▶ _JOB_
Could you convert the rows below into a numbered list, leaving out any blank lines?

LISTED RECORDS section start

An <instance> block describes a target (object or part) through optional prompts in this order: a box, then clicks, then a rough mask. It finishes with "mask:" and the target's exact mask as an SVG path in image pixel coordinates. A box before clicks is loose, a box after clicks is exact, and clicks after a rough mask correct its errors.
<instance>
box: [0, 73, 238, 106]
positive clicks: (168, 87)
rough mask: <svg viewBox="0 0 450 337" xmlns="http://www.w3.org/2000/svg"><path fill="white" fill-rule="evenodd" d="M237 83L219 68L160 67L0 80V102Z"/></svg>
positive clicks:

LISTED RECORDS section end

▶ _YOUR RESPONSE_
1. An <instance> block describes a target (object or part) through optional prompts in this order: a box, then clicks, then a rough mask. It finishes with "mask:" and the target's exact mask as an SVG path in image pixel coordinates. A box before clicks is loose, a box after clicks is exact, and clicks after a rough mask correct its errors.
2. <instance>
3. box: [0, 73, 238, 106]
4. positive clicks: (168, 87)
5. rough mask: <svg viewBox="0 0 450 337" xmlns="http://www.w3.org/2000/svg"><path fill="white" fill-rule="evenodd" d="M237 83L219 68L160 67L0 80V102Z"/></svg>
6. positive clicks:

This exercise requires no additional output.